▶ PAGE TEXT

-- BEGIN --

Throughout the past ten years, many in the sprawling global insurance industry watched as others across the financial sector adapted to the inevitable digital revolution. In Canada, more than three quarters, or 76%, of people are using digital channels to conduct most of their banking transactions, with the strongest uptake seen in the younger demographics. But the majority of insurance applications are still completed using pen and paper. 

These organizations have become so large that modernization moves slowly. Long decision cycles hamper their ability to make strategic service improvements. Especially when it relates to fundamental process changes or implementing technology to efficiently capture new target audiences and address existing client needs.

While they wanted to realize the benefits of digital innovations, innovation for life insurers wasn’t going to be easy — for three main reasons:

  1. The considerable amount of analog processes that need to be digitized.
  2. The variability of data points used to calculate policies.
  3. The need to maintain the customer-advisor-insurer relationship throughout the application.

-- END --

▶ MATERIAL TO PROCESS
-- BEGIN --

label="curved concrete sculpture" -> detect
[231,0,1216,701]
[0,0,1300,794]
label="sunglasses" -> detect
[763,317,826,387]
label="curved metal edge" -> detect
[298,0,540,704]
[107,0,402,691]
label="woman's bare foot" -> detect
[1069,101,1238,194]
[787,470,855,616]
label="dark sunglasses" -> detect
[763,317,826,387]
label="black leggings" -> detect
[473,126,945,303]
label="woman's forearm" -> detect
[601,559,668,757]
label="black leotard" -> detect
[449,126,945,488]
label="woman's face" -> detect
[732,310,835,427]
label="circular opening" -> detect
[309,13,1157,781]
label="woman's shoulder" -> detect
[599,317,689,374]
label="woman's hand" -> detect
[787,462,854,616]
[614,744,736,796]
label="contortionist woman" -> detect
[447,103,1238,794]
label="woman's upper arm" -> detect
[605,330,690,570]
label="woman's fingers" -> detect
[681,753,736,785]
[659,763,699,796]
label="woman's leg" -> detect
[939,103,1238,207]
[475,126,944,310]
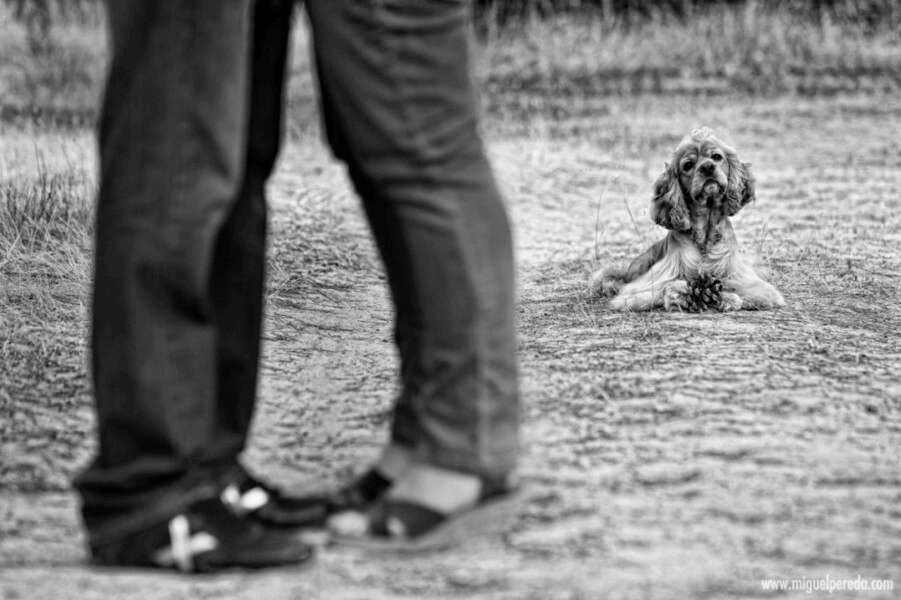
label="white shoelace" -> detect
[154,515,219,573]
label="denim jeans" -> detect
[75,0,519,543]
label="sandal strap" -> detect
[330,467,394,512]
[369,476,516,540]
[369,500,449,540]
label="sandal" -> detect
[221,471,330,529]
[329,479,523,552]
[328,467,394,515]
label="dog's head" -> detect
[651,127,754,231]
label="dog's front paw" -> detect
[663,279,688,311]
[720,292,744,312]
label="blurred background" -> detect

-- END --

▶ WRITTEN REQUEST 1
Repeat the stretch of the insurance text from "These organizations have" through "existing client needs.", using "digital transformation" in place of "modernization".
▶ WRITTEN REQUEST 2
Lay out the stretch of the listing from its first line through the line containing "[309,13,1157,781]" as a JSON list of strings, one string per line, with blank lines left out.
The insurance text and the listing are two unrelated pieces of material.

▶ FINISHED ANSWER 1
These organizations have become so large that digital transformation moves slowly. Long decision cycles hamper their ability to make strategic service improvements. Especially when it relates to fundamental process changes or implementing technology to efficiently capture new target audiences and address existing client needs.

▶ FINISHED ANSWER 2
[
  "label=\"curved concrete sculpture\" -> detect",
  "[231,0,1216,701]",
  "[0,0,1300,794]",
  "label=\"sunglasses\" -> detect",
  "[763,317,826,387]",
  "label=\"curved metal edge\" -> detect",
  "[298,0,540,704]",
  "[107,0,402,691]",
  "label=\"woman's bare foot\" -> detect",
  "[1069,101,1238,194]",
  "[787,470,855,616]",
  "label=\"dark sunglasses\" -> detect",
  "[763,317,826,387]",
  "label=\"black leggings\" -> detect",
  "[473,126,945,303]",
  "label=\"woman's forearm\" -> detect",
  "[601,559,668,757]",
  "label=\"black leotard\" -> detect",
  "[449,126,945,488]",
  "label=\"woman's face\" -> detect",
  "[732,310,835,427]",
  "label=\"circular opening\" -> detect",
  "[309,13,1157,781]"
]